TASK TO COMPLETE →
Copy every row below word for word, without the pictures.

## BEGIN RECORDS FOR PROCESSING

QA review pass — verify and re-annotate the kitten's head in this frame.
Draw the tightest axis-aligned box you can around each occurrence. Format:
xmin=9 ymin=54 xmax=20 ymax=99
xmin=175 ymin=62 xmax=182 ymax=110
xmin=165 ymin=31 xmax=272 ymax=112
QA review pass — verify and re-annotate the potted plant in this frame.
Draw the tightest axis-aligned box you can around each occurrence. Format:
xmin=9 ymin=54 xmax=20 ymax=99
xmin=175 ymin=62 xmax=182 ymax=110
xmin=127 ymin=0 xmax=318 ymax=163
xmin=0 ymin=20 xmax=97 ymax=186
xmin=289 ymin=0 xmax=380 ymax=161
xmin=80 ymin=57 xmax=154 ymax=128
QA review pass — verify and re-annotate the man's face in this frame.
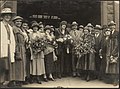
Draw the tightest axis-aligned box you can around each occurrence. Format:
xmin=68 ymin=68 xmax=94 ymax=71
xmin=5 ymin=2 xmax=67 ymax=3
xmin=33 ymin=26 xmax=38 ymax=32
xmin=72 ymin=25 xmax=78 ymax=29
xmin=3 ymin=14 xmax=12 ymax=22
xmin=22 ymin=23 xmax=29 ymax=30
xmin=15 ymin=19 xmax=22 ymax=27
xmin=110 ymin=25 xmax=116 ymax=31
xmin=79 ymin=28 xmax=83 ymax=33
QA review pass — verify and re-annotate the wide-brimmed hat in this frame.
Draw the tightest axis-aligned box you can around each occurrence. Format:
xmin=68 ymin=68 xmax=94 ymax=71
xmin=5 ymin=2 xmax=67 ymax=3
xmin=79 ymin=25 xmax=84 ymax=29
xmin=71 ymin=21 xmax=78 ymax=26
xmin=108 ymin=21 xmax=116 ymax=26
xmin=39 ymin=21 xmax=43 ymax=25
xmin=94 ymin=25 xmax=102 ymax=30
xmin=1 ymin=8 xmax=15 ymax=14
xmin=12 ymin=16 xmax=23 ymax=21
xmin=87 ymin=23 xmax=94 ymax=28
xmin=105 ymin=28 xmax=111 ymax=31
xmin=84 ymin=26 xmax=90 ymax=32
xmin=44 ymin=25 xmax=52 ymax=31
xmin=60 ymin=21 xmax=67 ymax=25
xmin=31 ymin=22 xmax=39 ymax=28
xmin=102 ymin=25 xmax=108 ymax=30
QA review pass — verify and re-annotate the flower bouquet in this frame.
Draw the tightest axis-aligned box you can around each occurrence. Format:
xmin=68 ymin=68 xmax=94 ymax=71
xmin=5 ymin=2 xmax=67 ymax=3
xmin=32 ymin=38 xmax=46 ymax=54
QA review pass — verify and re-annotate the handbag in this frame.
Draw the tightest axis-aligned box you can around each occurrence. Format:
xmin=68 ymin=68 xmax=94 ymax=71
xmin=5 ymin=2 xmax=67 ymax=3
xmin=15 ymin=52 xmax=22 ymax=61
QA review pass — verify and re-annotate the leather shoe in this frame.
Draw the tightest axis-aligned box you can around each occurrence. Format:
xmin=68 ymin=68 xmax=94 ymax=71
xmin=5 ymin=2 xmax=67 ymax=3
xmin=44 ymin=78 xmax=48 ymax=82
xmin=73 ymin=73 xmax=76 ymax=77
xmin=49 ymin=78 xmax=54 ymax=81
xmin=37 ymin=81 xmax=42 ymax=84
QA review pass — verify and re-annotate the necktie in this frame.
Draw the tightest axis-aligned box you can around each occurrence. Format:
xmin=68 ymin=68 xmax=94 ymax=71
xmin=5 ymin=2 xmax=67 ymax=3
xmin=5 ymin=24 xmax=10 ymax=41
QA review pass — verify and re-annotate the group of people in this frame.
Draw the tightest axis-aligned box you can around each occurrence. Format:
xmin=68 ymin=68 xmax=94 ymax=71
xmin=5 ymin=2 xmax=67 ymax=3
xmin=0 ymin=8 xmax=119 ymax=87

## END RECORDS FOR PROCESSING

WRITTEN ANSWER →
QA review pass — verify and re-annotate the kitten's head in this frame.
Draw the tightest axis-aligned box you can around each occurrence. Format:
xmin=9 ymin=54 xmax=20 ymax=99
xmin=175 ymin=62 xmax=182 ymax=110
xmin=165 ymin=31 xmax=272 ymax=112
QA review pass — verify and re-annotate the potted plant in this frame.
Draw the tightest axis-aligned box you can around each occurrence. Format:
xmin=9 ymin=54 xmax=20 ymax=99
xmin=175 ymin=62 xmax=182 ymax=110
xmin=127 ymin=0 xmax=318 ymax=163
xmin=0 ymin=20 xmax=97 ymax=186
xmin=289 ymin=0 xmax=380 ymax=161
xmin=80 ymin=57 xmax=154 ymax=128
QA review pass — verify and re-annotate the man's face in this frame.
Draw the tightest axis-aligned box you can around each occurrence. Format:
xmin=68 ymin=68 xmax=94 ymax=71
xmin=5 ymin=2 xmax=67 ymax=3
xmin=33 ymin=26 xmax=38 ymax=32
xmin=72 ymin=25 xmax=78 ymax=29
xmin=3 ymin=14 xmax=12 ymax=22
xmin=22 ymin=23 xmax=29 ymax=30
xmin=15 ymin=19 xmax=22 ymax=27
xmin=110 ymin=25 xmax=116 ymax=31
xmin=79 ymin=28 xmax=83 ymax=33
QA review pass — verify and re-annotate the wide-brimmed hat in this frame.
Draw the tightest axis-aligned box you can around each occurrence. Format:
xmin=68 ymin=68 xmax=94 ymax=71
xmin=5 ymin=2 xmax=67 ymax=3
xmin=79 ymin=25 xmax=84 ymax=29
xmin=71 ymin=21 xmax=78 ymax=26
xmin=108 ymin=21 xmax=116 ymax=26
xmin=39 ymin=21 xmax=43 ymax=25
xmin=94 ymin=25 xmax=102 ymax=30
xmin=1 ymin=8 xmax=15 ymax=14
xmin=12 ymin=16 xmax=23 ymax=21
xmin=87 ymin=23 xmax=94 ymax=28
xmin=105 ymin=28 xmax=111 ymax=31
xmin=84 ymin=26 xmax=90 ymax=32
xmin=44 ymin=25 xmax=52 ymax=31
xmin=60 ymin=21 xmax=67 ymax=25
xmin=31 ymin=22 xmax=39 ymax=28
xmin=102 ymin=25 xmax=108 ymax=30
QA review pass — verify and re-annotate the flower bouquet in this frame.
Draw the tightest axis-aligned box you can around each occurrence. Format:
xmin=68 ymin=68 xmax=94 ymax=71
xmin=5 ymin=2 xmax=67 ymax=3
xmin=32 ymin=38 xmax=46 ymax=54
QA review pass — verify and re-annotate the handbag in this frame.
Draw the tightest axis-aligned box you can around each occurrence. Format:
xmin=68 ymin=68 xmax=94 ymax=71
xmin=5 ymin=2 xmax=67 ymax=3
xmin=15 ymin=52 xmax=22 ymax=61
QA review pass — verify and re-annotate the leather shoe in this frame.
Draw the tightest axis-aligned box you can around each occurrence. Format:
xmin=68 ymin=68 xmax=94 ymax=71
xmin=5 ymin=2 xmax=67 ymax=3
xmin=44 ymin=78 xmax=48 ymax=82
xmin=73 ymin=73 xmax=76 ymax=77
xmin=49 ymin=78 xmax=54 ymax=81
xmin=37 ymin=81 xmax=42 ymax=84
QA review pass — verify and re-annotate the necktie in this frame.
Draw the tightest axis-aligned box you can around each occurrence. Format:
xmin=68 ymin=68 xmax=94 ymax=71
xmin=5 ymin=2 xmax=67 ymax=3
xmin=5 ymin=24 xmax=10 ymax=41
QA review pass — verify and re-annotate the group of people in this frame.
Draw the tightest axis-aligned box you can around each occurrence. Format:
xmin=68 ymin=68 xmax=94 ymax=71
xmin=5 ymin=2 xmax=67 ymax=3
xmin=0 ymin=8 xmax=119 ymax=87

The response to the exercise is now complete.